▶ [TASK TO CARRY OUT]: Put the lines between the one holding "Mark one point on each instance of the dark shoreline" and the one holding "pixel 90 150", inclusive, into a Markdown table with columns Row and Line, numbering each row and leaving out blank lines.

▶ [INFORMATION PROVIDED]:

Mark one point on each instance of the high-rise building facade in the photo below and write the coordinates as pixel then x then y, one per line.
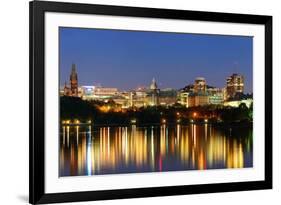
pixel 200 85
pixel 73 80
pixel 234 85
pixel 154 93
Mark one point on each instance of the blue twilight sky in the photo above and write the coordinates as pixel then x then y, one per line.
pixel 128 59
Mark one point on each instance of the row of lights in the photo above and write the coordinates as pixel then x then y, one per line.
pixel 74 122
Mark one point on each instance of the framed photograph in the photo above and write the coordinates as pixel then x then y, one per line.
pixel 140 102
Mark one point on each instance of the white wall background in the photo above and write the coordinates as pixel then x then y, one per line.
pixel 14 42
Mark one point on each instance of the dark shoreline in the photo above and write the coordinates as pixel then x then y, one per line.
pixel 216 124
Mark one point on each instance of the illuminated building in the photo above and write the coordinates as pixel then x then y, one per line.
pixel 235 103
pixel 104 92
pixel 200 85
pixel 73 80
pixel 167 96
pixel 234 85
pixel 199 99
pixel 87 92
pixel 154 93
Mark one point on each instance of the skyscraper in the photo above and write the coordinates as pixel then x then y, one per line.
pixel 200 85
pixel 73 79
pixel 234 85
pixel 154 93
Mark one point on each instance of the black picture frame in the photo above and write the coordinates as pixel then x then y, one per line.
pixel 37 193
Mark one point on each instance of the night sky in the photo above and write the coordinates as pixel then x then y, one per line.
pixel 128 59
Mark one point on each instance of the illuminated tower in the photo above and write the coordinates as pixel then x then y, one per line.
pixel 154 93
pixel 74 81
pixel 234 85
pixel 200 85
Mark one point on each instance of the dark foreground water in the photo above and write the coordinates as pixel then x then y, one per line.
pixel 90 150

==

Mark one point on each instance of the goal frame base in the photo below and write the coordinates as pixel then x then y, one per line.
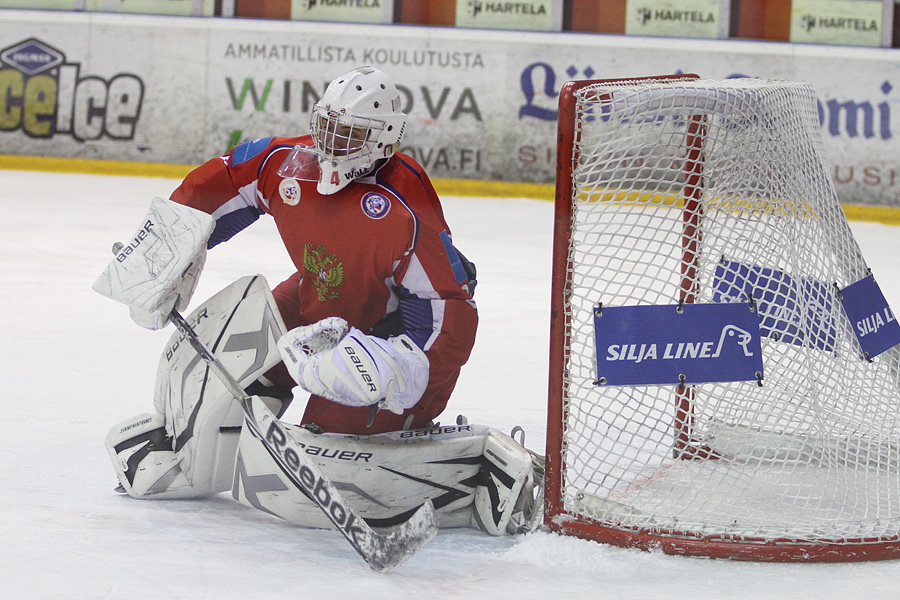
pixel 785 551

▶ [RESPONSE]:
| Row | Line |
|---|---|
| 1 | Mark one point on each instance of the dark shoreline in the photo above and write the coordinates as pixel then x then y, one per line. |
| 2 | pixel 216 124 |
| 3 | Mark one point on each instance of the illuminated building in the photo above and write the coordinates as pixel then x then y, one per line. |
| 4 | pixel 235 103 |
| 5 | pixel 104 92 |
| 6 | pixel 200 85 |
| 7 | pixel 73 80 |
| 8 | pixel 167 96 |
| 9 | pixel 234 85 |
| 10 | pixel 199 99 |
| 11 | pixel 87 92 |
| 12 | pixel 154 93 |
| 13 | Mark one point on each instance of the skyscraper in the photo above and write the coordinates as pixel then x then y, one per line. |
| 14 | pixel 200 85 |
| 15 | pixel 73 79 |
| 16 | pixel 234 85 |
| 17 | pixel 154 93 |
| 18 | Mark one point on each instance of the black picture frame in the photo above and write the coordinates as pixel then x then y, one per line. |
| 19 | pixel 37 193 |
| 20 | Mark one point on each instance of the night sky in the photo above and write the coordinates as pixel then x then y, one per line. |
| 21 | pixel 128 59 |
| 22 | Mark one point on each instance of the illuminated tower in the photo above and write the coordinates as pixel then x then y, one per line. |
| 23 | pixel 154 93 |
| 24 | pixel 74 81 |
| 25 | pixel 234 85 |
| 26 | pixel 200 85 |
| 27 | Mark one point on each instance of the dark foreground water in the photo above and write the coordinates as pixel then x then y, one per line. |
| 28 | pixel 90 150 |